#### Supplied text:
§ §

Upon return to New York in 1901, Starkweather supported himself by illustrating books and teaching at a private boys’ school. During this time, he was also saving for a trip to Spain. Starkweather illustrated books for four New York publishing houses: F.M. Buckles and Company, Grosset and Dunlap, The Macmillan Company, and, most prolifically, R.F. Feno and Company.

Two years later, he arrived in Seville, Spain, contacted Sorolla, and asked to be taken on as a student. Starkweather spent three years with the Spanish master before embarking on a three-year independent study in Italy, then returning to New York as a practicing artist. In 1909, Sorolla came to New York to attend the opening of an exhibition of his work, organized by the Hispanic Society of America. Starkweather lectured and published extensively on Spanish art and his teacher’s work, and became an assistant curator at the Hispanic Society. Continuing to paint throughout his time with the Hispanic Society, Starkweather was able to mount his first solo exhibition in 1914 at the Folsom Galleries in New York. In 1918, he began a 28-year teaching career in the art schools of New York. By 1921, Starkweather had switched from oil painting to watercolor, a transition that garnered critical acclaim and afforded him three solo exhibitions in New York’s Fifteen Gallery. He also became a member of the American Water Color Society. As Starkweather grew older, he expressed concern over the disposal of his work after his death. Thus, in 1954, he donated eight of his paintings to the Hickory Museum of Art. Starkweather’s work ranges from interior scenes to landscapes and portraiture, and often revolves around the symbolic identity of an artist.

§ §

#### Data segment:

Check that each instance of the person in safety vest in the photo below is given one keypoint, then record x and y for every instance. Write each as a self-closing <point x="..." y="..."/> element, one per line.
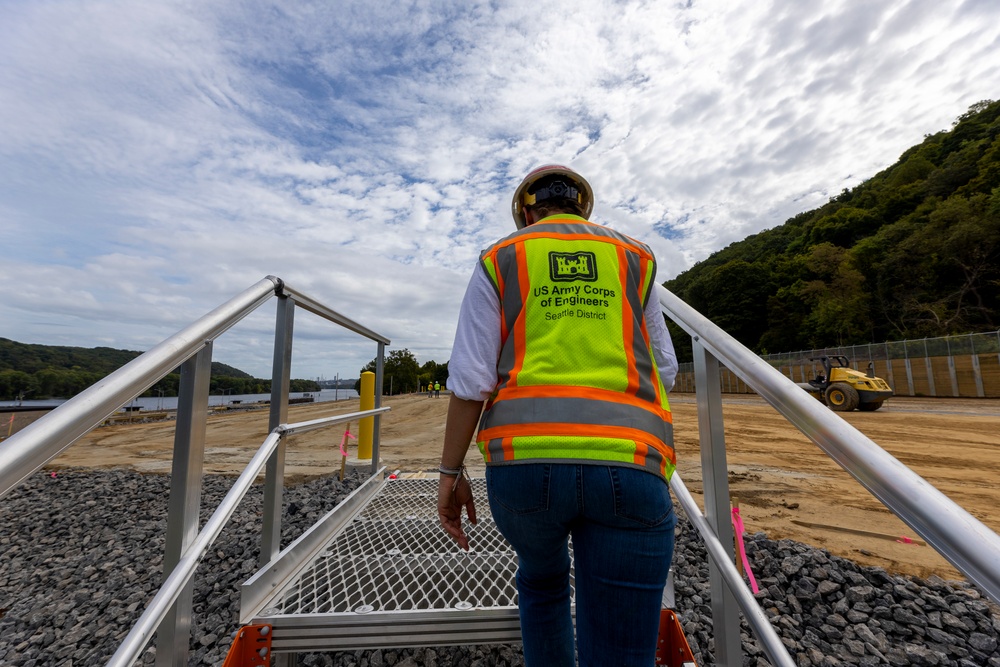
<point x="561" y="338"/>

§ §

#### Things to do:
A: Swap "publishing houses" for "publishers" in the stretch of the Starkweather passage from "Upon return to" through "Feno and Company.".
B: According to the Starkweather passage, where was his first solo exhibition held in 1914?
Nothing asked here depends on the data.

#### Answers to the tasks:
A:
Upon return to New York in 1901, Starkweather supported himself by illustrating books and teaching at a private boys’ school. During this time, he was also saving for a trip to Spain. Starkweather illustrated books for four New York publishers: F.M. Buckles and Company, Grosset and Dunlap, The Macmillan Company, and, most prolifically, R.F. Feno and Company.

B: At the Folsom Galleries in New York.